(Extracted records)
=== Begin Enclosure ===

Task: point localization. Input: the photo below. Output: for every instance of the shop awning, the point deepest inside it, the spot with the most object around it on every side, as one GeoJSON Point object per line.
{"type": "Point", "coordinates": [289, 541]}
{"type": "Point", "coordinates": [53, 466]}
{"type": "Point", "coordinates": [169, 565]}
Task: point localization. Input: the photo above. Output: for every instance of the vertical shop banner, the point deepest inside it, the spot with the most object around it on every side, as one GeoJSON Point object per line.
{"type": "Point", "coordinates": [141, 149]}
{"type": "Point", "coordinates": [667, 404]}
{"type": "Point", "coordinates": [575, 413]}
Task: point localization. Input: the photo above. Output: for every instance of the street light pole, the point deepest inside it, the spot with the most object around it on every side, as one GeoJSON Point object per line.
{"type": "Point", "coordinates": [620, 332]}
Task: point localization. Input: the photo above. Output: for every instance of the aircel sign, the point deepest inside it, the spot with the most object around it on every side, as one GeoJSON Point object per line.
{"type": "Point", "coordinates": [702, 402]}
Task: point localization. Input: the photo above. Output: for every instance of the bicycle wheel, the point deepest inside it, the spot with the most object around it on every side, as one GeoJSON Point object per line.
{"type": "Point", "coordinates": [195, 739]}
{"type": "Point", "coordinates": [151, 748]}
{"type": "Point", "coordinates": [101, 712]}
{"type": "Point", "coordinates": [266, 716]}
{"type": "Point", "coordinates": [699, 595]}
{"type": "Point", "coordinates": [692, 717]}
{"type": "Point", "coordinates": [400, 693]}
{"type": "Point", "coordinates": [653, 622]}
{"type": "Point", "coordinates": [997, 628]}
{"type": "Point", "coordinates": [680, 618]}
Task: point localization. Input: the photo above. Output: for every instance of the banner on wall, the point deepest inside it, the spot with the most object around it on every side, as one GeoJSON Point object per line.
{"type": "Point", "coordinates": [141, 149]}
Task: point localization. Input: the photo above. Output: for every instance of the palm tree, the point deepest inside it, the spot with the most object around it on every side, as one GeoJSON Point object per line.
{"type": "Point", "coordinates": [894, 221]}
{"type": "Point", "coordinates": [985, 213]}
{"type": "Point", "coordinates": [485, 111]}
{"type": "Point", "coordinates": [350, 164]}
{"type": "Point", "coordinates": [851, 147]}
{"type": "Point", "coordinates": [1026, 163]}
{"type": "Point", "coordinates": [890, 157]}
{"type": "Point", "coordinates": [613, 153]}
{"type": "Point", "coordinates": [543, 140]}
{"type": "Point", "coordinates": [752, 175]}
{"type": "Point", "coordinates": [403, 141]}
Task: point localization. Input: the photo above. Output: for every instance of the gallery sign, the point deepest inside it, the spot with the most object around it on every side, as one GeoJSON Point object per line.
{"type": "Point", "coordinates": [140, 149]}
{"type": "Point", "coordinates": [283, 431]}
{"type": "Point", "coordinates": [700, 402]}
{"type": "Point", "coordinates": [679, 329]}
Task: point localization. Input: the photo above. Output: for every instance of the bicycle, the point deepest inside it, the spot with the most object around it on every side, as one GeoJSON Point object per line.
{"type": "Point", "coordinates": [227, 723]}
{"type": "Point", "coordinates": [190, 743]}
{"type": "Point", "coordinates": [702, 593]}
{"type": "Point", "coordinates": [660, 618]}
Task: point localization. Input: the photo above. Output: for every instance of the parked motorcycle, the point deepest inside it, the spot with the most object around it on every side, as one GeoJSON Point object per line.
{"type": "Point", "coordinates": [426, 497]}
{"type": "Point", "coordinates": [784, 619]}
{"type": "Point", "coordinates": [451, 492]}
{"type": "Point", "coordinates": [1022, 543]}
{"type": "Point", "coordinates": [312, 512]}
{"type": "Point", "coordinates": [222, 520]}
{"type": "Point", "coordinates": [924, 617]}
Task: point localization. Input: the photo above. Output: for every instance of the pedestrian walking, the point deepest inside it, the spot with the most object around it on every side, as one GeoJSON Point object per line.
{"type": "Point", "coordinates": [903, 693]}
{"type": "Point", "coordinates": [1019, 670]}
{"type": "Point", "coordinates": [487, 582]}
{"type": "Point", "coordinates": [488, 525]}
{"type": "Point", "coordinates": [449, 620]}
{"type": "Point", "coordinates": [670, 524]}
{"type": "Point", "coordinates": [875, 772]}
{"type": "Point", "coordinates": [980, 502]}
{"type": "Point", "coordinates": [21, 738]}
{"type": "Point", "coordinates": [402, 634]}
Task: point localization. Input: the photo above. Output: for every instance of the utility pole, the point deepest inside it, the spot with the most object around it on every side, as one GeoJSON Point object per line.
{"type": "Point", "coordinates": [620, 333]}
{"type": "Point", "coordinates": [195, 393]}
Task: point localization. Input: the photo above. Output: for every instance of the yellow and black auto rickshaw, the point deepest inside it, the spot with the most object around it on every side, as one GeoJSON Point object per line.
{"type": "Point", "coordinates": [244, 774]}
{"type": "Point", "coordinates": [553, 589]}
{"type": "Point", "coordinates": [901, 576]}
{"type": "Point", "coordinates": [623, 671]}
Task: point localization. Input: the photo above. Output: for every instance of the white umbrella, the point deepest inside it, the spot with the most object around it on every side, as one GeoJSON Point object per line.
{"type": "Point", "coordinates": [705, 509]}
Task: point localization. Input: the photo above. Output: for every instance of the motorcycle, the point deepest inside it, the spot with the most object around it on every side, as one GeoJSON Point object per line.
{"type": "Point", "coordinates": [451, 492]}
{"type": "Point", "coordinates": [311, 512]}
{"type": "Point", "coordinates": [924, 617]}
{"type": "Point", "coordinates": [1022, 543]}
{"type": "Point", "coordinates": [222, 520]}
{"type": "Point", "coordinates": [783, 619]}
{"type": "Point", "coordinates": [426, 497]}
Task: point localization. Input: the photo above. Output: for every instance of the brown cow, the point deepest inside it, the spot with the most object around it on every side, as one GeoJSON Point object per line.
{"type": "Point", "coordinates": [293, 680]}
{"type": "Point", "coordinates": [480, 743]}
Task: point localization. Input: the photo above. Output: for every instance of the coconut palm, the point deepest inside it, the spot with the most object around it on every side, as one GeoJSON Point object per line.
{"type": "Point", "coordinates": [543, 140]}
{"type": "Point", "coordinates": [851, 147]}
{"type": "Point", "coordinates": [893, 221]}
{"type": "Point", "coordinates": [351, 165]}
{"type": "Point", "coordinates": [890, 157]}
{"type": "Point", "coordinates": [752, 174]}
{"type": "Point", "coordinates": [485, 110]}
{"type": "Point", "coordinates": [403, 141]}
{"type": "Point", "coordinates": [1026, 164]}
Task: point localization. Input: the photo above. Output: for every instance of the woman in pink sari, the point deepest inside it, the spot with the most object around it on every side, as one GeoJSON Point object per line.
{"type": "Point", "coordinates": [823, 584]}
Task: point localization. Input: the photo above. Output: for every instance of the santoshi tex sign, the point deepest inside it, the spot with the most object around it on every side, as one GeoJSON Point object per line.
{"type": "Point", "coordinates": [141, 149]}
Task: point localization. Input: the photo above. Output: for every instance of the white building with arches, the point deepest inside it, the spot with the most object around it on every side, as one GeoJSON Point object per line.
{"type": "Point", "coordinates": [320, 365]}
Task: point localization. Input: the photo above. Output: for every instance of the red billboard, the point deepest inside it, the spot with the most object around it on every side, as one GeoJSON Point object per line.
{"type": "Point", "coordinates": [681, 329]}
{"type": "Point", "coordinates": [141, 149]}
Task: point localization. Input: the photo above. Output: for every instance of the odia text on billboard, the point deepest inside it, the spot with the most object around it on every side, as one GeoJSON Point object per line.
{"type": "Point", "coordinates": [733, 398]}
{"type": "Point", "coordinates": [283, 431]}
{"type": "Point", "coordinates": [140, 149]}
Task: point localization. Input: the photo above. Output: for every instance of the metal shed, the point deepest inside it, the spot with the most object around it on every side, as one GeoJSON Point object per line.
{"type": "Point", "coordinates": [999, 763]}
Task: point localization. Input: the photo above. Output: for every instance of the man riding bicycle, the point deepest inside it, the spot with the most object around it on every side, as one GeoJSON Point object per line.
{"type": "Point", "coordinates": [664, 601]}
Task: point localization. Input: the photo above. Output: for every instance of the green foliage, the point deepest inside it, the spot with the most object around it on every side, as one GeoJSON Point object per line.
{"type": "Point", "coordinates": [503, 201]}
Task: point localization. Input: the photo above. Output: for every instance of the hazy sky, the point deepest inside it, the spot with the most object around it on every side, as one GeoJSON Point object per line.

=== End Enclosure ===

### Exercise goal:
Output the line containing "red billboard, the" and every line after it through the final line of the records above, exactly as written and nothing else.

### Solved problem:
Task: point localization. Input: the photo above. Output: for every instance of the red billboard, the point deepest inside it, the spot with the most object around it on every side, as one GeoJSON Point object per line.
{"type": "Point", "coordinates": [681, 329]}
{"type": "Point", "coordinates": [141, 149]}
Task: point localization. Input: the photo above. Output: for every instance of the odia text on billboard, the point deepest inside it, the spot with the most object around it on every side, as one GeoJSON Point object per line.
{"type": "Point", "coordinates": [733, 398]}
{"type": "Point", "coordinates": [283, 431]}
{"type": "Point", "coordinates": [140, 149]}
Task: point localization. Input: the photo above. Output: for every instance of the metal shed, the point deepest inside it, the spot with the most object around it on every side, as one GeoJSON Point object per line.
{"type": "Point", "coordinates": [999, 763]}
Task: point localization. Input: the photo above. Output: for every instance of the man riding bicycle, the point deepest inside it, the spot with the most object around it on every side, as one GeoJSON Point object per line.
{"type": "Point", "coordinates": [664, 601]}
Task: point localization. Input: the photo above. Output: for every instance of the green foliage, the point deepest inside it, the spot with the most object around it on every side, as one GeoJSON Point object per line.
{"type": "Point", "coordinates": [503, 201]}
Task: point localization. Input: the photo above. Output: for every instance of the hazy sky, the point deepest inside it, the spot with the most object around it on every side, as one GeoJSON Point object per line.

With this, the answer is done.